** START OF Source material **

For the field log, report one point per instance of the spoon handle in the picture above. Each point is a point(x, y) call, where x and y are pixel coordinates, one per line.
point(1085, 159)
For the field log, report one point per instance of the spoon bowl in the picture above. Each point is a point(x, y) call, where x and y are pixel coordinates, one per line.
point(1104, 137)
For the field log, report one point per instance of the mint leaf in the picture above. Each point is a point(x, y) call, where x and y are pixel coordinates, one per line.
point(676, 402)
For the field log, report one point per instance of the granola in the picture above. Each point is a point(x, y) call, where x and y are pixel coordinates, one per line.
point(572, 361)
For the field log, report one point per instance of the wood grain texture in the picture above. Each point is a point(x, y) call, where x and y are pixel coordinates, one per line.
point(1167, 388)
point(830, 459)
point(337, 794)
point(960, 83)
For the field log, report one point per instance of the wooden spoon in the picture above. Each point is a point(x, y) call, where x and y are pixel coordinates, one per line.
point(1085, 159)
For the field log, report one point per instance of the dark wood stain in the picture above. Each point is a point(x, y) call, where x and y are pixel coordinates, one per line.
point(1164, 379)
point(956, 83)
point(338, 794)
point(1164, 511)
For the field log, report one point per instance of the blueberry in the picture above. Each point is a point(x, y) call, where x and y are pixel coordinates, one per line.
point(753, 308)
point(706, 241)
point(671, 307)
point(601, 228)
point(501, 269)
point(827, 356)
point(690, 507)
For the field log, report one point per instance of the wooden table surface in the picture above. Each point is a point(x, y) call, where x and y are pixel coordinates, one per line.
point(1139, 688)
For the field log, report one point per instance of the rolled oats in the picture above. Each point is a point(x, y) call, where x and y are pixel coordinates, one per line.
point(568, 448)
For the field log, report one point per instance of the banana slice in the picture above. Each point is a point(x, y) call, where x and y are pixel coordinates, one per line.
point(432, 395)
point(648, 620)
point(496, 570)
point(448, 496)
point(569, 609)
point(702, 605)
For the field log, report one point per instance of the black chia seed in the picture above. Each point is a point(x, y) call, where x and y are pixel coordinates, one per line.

** END OF Source material **

* **Exercise instructions**:
In the material above, change "field log" to "survey log" in every line and repeat the lines with nothing else altered.

* **Completed task**:
For the survey log, report one point per instance of the spoon handle in the picture above. Each point is a point(x, y) call, where x and y are pixel coordinates, one per line.
point(1085, 159)
For the survey log, report one point per instance of the spoon bowl in the picture above. Each point is a point(x, y) call, where x and y are pixel coordinates, one per line.
point(1104, 137)
For the survey log, report one point per instance of the mint leaf in the picture above. Each point is a point(x, y) call, where x and y are pixel coordinates, one per line.
point(676, 402)
For the survey log, report one point per instance of the granola in the picture above. Each point is a point(x, y) call, where x and y are pixel coordinates, one per line.
point(572, 361)
For the survey log, report one point per instance of the wood grain texture in the picture above. Each point is a point(x, y) call, where x and y are pixel coordinates, one per line.
point(1167, 388)
point(830, 459)
point(337, 794)
point(960, 83)
For the survey log, report one point per instance of the wooden spoon in the picture above. Each point is a point(x, y) call, where x and y are pixel coordinates, one per line.
point(1085, 159)
For the survey log, report one point per instance of the dark wood stain in the picture above. Each point is a point(x, y) call, where x and y are pixel coordinates, one per line.
point(1164, 379)
point(956, 83)
point(338, 794)
point(1164, 511)
For the survey log, report one point per instance of the blueberry in the picture above. Each point is a point(x, y) call, where x and y are pixel coordinates, one per line.
point(753, 308)
point(706, 241)
point(671, 307)
point(601, 228)
point(501, 269)
point(827, 356)
point(690, 507)
For the survey log, report one point per instance of the wooden table surface in the picture above. Each point is a point(x, y) call, where x and y are pixel coordinates, one per line.
point(1139, 688)
For the survey log, report one point per instance of the rolled oats in the picture above. Each point is a point(x, y) call, where x and y are pixel coordinates, one per line.
point(568, 448)
For the survey log, report one point per instance of the banana slice in the picture above. Each point is a point(x, y) call, where x and y are pixel coordinates, one per line.
point(432, 395)
point(648, 620)
point(496, 570)
point(448, 496)
point(569, 609)
point(702, 605)
For the survey log, report one point per instance of the black chia seed in the picture above. Each point is a point(x, y) call, where x and y are pixel coordinates, one per line.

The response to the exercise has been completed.